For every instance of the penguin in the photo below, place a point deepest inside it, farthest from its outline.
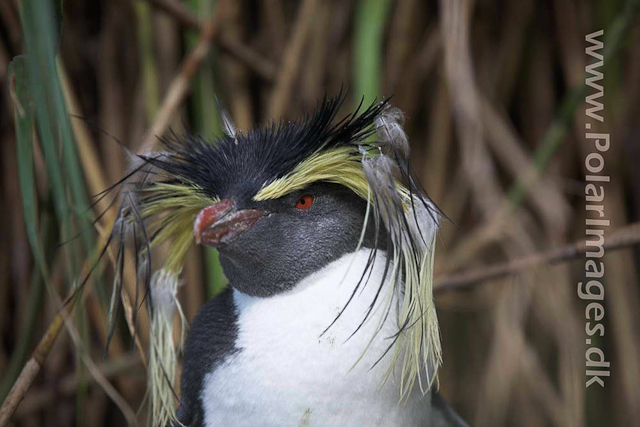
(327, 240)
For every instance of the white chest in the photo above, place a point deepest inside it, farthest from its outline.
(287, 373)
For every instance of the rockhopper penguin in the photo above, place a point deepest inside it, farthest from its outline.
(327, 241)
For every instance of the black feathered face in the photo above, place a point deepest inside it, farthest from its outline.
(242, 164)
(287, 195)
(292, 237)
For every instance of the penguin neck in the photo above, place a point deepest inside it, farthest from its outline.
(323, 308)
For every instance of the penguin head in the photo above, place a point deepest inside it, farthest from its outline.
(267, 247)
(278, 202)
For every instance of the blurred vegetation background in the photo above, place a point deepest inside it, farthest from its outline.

==

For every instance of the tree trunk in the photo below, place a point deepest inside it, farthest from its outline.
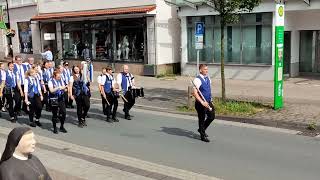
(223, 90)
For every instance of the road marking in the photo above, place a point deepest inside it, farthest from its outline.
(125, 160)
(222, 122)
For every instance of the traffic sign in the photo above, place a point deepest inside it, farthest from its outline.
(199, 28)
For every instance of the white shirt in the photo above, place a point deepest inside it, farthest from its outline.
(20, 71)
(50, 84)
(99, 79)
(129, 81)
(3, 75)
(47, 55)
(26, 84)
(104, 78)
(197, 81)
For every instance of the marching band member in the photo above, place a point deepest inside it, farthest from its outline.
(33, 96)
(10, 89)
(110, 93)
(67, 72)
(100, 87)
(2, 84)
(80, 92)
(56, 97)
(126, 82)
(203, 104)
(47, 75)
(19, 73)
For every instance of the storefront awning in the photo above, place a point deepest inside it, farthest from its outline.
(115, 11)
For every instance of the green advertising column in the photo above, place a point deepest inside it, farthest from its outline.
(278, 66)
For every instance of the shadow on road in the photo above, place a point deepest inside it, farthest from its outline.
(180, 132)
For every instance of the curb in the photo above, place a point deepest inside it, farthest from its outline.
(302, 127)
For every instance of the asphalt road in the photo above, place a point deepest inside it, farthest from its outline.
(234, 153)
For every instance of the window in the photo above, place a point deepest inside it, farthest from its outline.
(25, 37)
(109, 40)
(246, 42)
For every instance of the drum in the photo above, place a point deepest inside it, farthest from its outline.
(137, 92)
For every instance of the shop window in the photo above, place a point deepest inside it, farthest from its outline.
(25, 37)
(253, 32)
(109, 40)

---

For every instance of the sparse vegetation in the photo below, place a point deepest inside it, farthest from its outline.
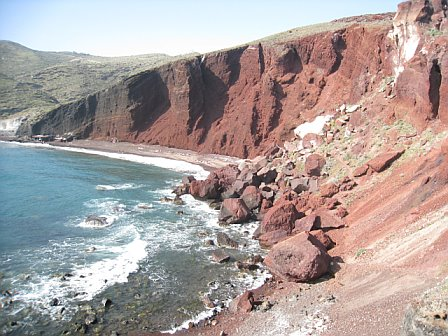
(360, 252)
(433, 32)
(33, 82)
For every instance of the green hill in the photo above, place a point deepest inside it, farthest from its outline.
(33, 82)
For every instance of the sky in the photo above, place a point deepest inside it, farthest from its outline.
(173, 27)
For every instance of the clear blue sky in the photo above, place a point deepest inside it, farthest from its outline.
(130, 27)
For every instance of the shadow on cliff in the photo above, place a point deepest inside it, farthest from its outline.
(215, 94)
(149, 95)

### Stated goal
Format everything from the line containing "For every instance of the penguin in" down to the line containing "For every instance of the blurred", both included, as a numbered list, skipping any blank lines. Leave the pictures out of the answer.

### Solution to the exercise
1. For every instance of the penguin in the photo below, place a point deepest inside it, farthest from its outline.
2. (327, 240)
3. For every instance of the white chest in the photo above, place a point deepest inside it, farthest from its outline.
4. (287, 373)
5. For every instance of the rockhopper penguin in the photo above, place a point deepest inside it, farthest from its outline.
6. (327, 241)
7. For every instance of the black feathered face in the photo above, place a point deepest inside it, farthest from its outline.
8. (242, 164)
9. (287, 195)
10. (292, 237)
11. For every instance of the penguin neck in the photo above, place a point deepest inside it, farthest from its outline.
12. (323, 308)
13. For every instance of the penguin head in the photo above, place a point deepest inside it, farthest from its outline.
14. (267, 247)
15. (278, 202)
16. For every instance of the blurred vegetation background in the photo above, place a point deepest inside it, farthest from its outline.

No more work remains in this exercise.